Narman Han ve Ahmet Hamdi Tanpınar
Beyoğlu’nun bu son rönesansı için Tünel’deki Narmanlı Han’da konuşlanan Deniz Kitabevi’nin yeri ayrıdır. Burada elden ele dolaşan punk ve post punk kayıtları, fanzinler ve kadri bilinmemiş filmler İstanbul’da hakiki bir gençlik kültürünün patlamasına elverdi desek yeridir. Bugün 40’larına ulaşmış bir kuşağın Beyoğlu tecrübesi, bu ufak dükkanda paylaşılan plaklarla, filmlerle şekillendi.
Bugünkü İsveç konsolosluğunun karşısında kalan, ilk bakışta hantal ve masif bir intiba uyandırsa da ara sokağa dönen ovalliğiyle bir zarafet kazanan, dışındaki dükkanların arasından, büfenin yanından girilen avlu geçidinin ardındaki dingin yaşantıya dair pek de ipucu barındırmayan Narmanlı Han sadece bu kısa devirle hayatiyet kazanmadı elbette.
= = =
> _Yapılacak iş_
Metin bölümüne göre Deniz Kitabevi nerede konuşlanmıştır? Satırların bu işte hiçbir rolü yoktur.

> _Nesne nokta etiketleri_
= = =
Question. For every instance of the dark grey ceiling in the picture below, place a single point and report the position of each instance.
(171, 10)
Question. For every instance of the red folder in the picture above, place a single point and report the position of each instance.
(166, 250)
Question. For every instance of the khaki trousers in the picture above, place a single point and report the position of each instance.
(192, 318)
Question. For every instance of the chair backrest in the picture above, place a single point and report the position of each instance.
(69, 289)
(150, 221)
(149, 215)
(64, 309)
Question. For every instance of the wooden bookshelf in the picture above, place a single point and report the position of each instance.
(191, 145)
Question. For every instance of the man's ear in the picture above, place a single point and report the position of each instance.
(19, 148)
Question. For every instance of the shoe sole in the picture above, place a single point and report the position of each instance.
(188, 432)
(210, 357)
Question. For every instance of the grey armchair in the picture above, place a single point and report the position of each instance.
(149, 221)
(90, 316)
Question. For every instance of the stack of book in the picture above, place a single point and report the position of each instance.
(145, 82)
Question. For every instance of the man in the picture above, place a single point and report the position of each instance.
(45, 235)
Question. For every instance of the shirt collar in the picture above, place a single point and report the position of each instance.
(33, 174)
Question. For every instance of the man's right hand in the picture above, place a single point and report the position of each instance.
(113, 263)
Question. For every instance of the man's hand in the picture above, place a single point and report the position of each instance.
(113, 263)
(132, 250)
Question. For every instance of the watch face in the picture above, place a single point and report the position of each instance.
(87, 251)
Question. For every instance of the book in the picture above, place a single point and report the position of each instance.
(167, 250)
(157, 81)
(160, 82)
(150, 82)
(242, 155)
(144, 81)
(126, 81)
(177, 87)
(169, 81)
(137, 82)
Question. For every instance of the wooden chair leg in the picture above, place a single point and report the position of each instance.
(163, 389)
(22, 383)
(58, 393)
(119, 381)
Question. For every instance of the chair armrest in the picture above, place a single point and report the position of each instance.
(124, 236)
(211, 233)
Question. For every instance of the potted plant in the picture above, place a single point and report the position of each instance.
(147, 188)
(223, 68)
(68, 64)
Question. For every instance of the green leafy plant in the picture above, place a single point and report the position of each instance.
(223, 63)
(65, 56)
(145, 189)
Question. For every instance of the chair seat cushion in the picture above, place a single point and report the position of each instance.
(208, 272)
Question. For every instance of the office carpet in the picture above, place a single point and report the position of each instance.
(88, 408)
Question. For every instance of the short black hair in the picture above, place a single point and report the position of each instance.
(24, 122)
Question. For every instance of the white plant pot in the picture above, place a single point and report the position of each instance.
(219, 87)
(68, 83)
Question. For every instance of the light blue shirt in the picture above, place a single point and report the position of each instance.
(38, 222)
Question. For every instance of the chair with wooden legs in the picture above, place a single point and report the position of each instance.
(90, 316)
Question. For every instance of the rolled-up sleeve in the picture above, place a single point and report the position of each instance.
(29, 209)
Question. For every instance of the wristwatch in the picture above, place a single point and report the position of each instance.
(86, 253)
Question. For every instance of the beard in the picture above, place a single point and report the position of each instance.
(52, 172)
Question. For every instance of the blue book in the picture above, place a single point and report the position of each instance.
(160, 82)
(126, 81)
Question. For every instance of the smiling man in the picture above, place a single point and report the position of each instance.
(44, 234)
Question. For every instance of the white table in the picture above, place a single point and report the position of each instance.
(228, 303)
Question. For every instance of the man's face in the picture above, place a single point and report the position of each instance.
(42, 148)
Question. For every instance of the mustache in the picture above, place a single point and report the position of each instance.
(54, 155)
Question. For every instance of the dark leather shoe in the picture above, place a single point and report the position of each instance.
= = =
> _Tam çözüm_
Tünel’deki Narmanlı Han’da.